Consignes de l'exercice:
- A) D'après le passage choisi, pourquoi les personnes évacuées doivent-elles trouver des solutions d'hébergement ? Répondez en une à trois phrases.
- B) Selon le passage sur l'incendie de Jasper, combien de structures ont été complètement détruites ?
- C) Prolongez le texte sur l'incendie de Jasper à partir de sa dernière phrase.

Passage choisi:
◆ ◆ ◆ ◆ ◆

La ville est interdite d’accès depuis son évacuation. Le plus grand incendie du parc national de Jasper depuis une centaine d’années a détruit 36 000 hectares de forêt et endommagé environ 30 % de la ville touristique albertaine, soit 1 113 structures, dont 358 complètement détruites.
«Il pourrait falloir de 15 à 20 jours pour qu’il soit suffisamment sécuritaire pour les résidents de retourner sur les lieux», ont déclaré ce lundi les autorités fédérales en conférence de presse.
En attendant, les quelque 20 000 personnes évacuées du secteur doivent trouver des solutions d’hébergement, aussi provisoires soient-elles. Centres d’accueil, camping sauvage, hôtel ou séjour chez des proches… À chacun son plan. Dans cette situation, demain c’est loin. «On vit au jour le jour», partage Marie Turgeon.
La solidarité plutôt que le fatalisme
«On traversera le pont rendu à la rivière… Pour l’instant, c’est plus le besoin de prendre soin de nous [qui prime]», affirme celle qui est aussi intervenante communautaire et linguistique à l’école francophone Desrochers.
«On rebondit sur des choses et on prend des opportunités. Il y a tellement de messages de soutien. Certains hôtels acceptent que l’on réserve pour deux semaines sans payer. Il y a tellement de solidarité autour qu’on souhaite seulement penser à nos besoins de base.»

◆ ◆ ◆ ◆ ◆

Données affichées:
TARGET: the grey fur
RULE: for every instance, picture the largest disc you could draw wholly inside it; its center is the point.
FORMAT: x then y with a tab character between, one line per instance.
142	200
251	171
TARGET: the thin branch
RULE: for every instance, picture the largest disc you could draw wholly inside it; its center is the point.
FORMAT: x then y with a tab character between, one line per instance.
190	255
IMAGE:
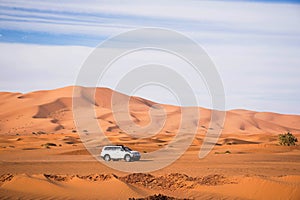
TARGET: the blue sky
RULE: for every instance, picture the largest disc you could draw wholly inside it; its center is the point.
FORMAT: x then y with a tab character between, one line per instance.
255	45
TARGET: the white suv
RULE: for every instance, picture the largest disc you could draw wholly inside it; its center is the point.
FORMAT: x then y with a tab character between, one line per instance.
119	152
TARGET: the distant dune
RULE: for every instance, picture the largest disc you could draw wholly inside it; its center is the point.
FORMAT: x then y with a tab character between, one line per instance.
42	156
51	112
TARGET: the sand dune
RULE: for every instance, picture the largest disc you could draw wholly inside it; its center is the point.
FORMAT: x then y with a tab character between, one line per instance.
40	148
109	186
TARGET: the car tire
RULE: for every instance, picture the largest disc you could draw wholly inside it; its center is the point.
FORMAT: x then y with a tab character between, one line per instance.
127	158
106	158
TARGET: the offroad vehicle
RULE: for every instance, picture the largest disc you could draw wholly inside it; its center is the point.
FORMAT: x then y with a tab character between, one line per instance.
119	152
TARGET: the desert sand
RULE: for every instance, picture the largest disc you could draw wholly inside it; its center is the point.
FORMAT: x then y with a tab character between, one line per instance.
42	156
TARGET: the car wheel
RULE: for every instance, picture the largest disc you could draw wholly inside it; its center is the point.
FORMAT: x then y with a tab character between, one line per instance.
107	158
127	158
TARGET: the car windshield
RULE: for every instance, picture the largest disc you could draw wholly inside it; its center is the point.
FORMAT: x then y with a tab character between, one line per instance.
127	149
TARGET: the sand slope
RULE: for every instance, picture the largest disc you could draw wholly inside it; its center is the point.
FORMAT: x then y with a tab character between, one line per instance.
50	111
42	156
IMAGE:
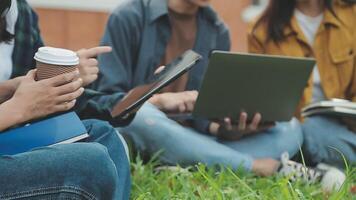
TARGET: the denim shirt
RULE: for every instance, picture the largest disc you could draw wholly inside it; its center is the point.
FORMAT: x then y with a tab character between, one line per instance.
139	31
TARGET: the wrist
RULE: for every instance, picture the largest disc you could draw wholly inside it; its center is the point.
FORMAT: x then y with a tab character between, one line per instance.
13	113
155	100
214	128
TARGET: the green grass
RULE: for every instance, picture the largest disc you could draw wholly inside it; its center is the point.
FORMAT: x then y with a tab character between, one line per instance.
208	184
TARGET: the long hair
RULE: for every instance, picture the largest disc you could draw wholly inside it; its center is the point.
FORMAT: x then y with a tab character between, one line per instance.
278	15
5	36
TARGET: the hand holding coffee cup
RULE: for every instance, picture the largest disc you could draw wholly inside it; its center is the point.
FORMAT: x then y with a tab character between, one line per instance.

◆ ◆ ◆ ◆ ◆

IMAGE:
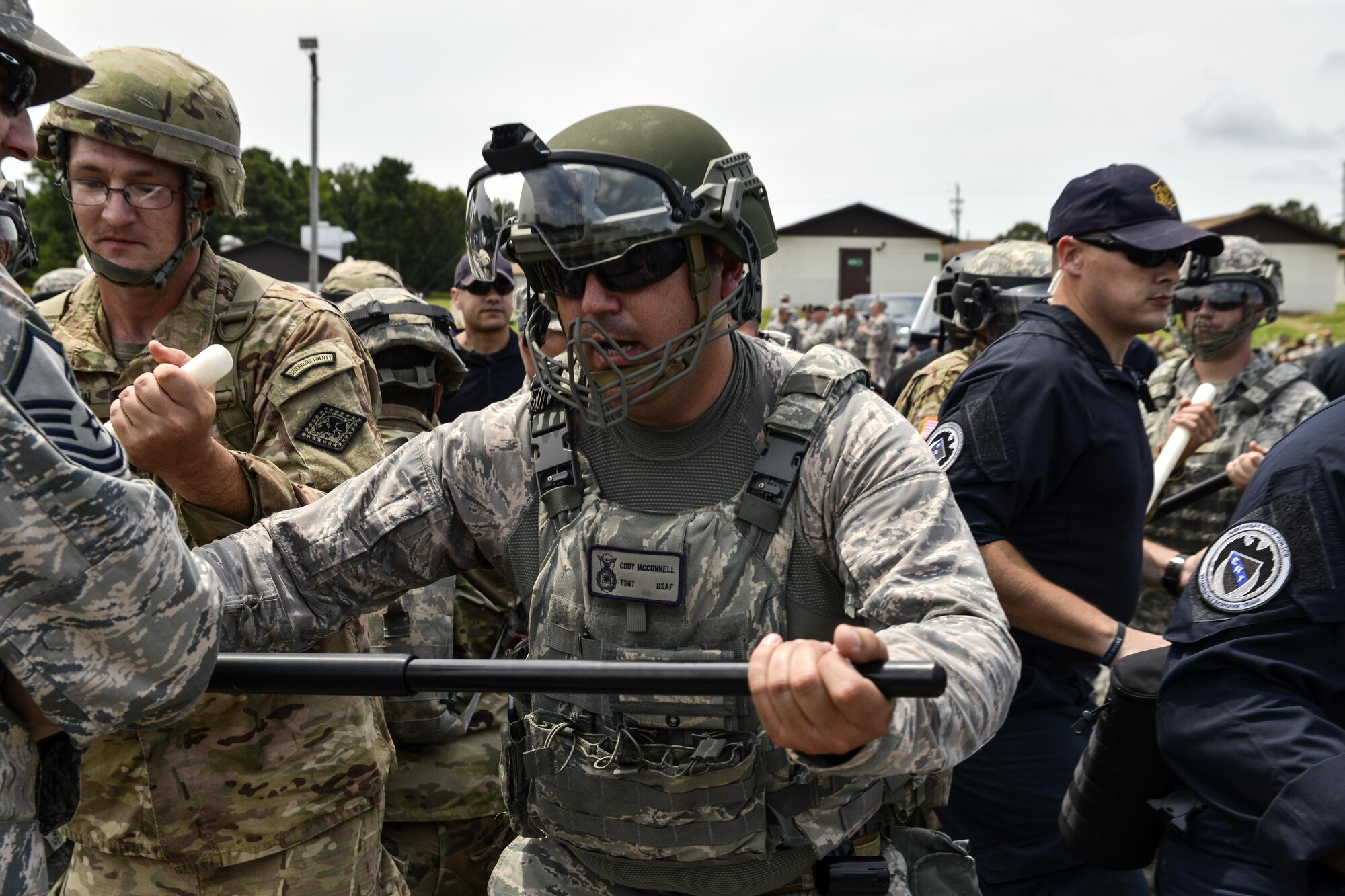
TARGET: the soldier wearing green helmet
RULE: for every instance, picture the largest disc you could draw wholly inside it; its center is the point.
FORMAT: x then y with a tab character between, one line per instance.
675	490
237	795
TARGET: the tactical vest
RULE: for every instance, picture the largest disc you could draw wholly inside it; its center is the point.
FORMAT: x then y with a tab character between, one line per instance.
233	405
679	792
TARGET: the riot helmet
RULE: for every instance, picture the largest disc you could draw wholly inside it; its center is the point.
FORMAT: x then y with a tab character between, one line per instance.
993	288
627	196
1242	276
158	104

◆ ◆ ◆ ◆ ◆

Résultats de l'exercice:
- A) La ville est interdite d'accès depuis son évacuation. Selon les autorités fédérales, il pourrait falloir de 15 à 20 jours avant que le retour des résidents sur les lieux soit suffisamment sécuritaire.

- B) 358 structures ont été complètement détruites.

- C)
«On reçoit beaucoup de messages des gens qui ont vécu les feux à Fort McMurray, par exemple, ou dans d’autres lieux avec des situations semblables», témoigne de son côté Marie-Claude Faucher.
La directrice de l’école francophone Desrochers l’assure : «Les Jasperiens sont tricotés serrés, ils ont une volonté de vouloir tout rebâtir. On pensait que tout Jasper était brulé. Finalement, ce n’est que 30 %. Les principales infrastructures sont là, on va pouvoir reconstruire», dit-elle, rassurante.
À côté de cet élan d’espoir, certaines images restent tout de même difficiles à encaisser. «Constater les dégâts, compter le nombre d’amis qui ont tout perdu, les entreprises qui ne pourront pas rouvrir… C’est comme une loterie bizarre, conclut Emilie Langlais. Même en cas de bonne nouvelle de notre côté, on se sent mal pour les autres.»